▸ Aim:
Copy out the lines of the items word for word, starting at the line that contains "Where can the rough" and continuing through the last line of the items.

Entries pointing to named objects
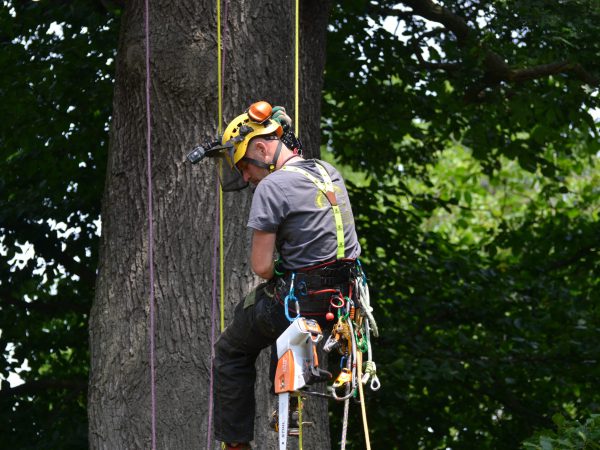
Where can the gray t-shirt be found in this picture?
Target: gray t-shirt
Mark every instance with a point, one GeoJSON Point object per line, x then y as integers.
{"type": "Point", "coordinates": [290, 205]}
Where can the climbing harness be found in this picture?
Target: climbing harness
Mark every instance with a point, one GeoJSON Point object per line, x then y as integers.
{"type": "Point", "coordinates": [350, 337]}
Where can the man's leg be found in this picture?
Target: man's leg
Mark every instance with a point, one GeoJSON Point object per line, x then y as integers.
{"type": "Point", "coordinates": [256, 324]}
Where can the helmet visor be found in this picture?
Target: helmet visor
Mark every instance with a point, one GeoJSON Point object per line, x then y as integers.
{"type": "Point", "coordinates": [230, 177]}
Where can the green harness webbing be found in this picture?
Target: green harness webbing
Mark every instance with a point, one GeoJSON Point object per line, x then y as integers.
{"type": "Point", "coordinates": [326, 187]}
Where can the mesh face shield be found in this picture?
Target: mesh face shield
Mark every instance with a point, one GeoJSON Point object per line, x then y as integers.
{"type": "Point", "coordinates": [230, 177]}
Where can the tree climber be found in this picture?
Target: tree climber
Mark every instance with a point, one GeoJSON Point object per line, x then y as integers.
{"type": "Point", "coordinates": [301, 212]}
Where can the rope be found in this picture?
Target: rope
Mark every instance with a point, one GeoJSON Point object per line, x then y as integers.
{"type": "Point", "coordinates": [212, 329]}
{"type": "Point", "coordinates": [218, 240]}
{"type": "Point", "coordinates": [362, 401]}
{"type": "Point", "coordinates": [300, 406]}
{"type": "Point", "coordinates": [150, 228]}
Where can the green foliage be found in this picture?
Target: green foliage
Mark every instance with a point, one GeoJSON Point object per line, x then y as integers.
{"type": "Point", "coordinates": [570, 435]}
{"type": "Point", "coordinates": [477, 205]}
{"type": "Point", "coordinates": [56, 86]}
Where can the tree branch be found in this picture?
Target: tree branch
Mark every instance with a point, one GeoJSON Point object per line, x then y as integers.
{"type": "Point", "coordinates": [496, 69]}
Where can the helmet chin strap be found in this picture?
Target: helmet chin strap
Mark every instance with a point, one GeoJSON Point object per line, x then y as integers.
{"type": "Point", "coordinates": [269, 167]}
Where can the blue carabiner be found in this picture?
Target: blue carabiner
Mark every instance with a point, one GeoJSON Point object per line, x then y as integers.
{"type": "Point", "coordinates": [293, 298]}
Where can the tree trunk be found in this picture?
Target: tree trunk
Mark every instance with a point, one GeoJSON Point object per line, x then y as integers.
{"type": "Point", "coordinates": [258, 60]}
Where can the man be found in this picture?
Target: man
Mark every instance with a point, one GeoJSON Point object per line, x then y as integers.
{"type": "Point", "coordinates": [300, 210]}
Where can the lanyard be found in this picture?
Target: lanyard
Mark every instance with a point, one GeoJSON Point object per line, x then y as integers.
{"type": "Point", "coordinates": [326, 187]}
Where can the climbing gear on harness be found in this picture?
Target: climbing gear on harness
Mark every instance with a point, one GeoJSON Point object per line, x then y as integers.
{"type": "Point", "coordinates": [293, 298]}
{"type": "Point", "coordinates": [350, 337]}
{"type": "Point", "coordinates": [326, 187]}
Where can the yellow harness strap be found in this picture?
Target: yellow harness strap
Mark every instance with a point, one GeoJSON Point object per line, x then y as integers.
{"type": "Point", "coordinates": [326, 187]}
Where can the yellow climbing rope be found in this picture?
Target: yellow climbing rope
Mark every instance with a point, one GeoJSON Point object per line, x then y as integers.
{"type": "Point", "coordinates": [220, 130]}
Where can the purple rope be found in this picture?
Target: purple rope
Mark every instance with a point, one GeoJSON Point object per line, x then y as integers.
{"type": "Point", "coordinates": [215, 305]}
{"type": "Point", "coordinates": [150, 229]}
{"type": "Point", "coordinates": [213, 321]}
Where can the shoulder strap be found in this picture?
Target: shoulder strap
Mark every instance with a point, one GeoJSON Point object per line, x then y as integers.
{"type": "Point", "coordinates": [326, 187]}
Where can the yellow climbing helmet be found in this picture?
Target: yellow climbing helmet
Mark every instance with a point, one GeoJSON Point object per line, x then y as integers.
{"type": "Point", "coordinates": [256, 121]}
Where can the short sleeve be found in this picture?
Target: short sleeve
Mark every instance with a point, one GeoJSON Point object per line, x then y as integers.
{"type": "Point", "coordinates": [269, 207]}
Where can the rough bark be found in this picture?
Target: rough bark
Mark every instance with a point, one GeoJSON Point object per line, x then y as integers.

▸ Solution to the problem:
Where can the rough bark be found in this picture?
Target: rough bark
Mark every instance with a point, one GeoJSON Point object per line, x then y as integers.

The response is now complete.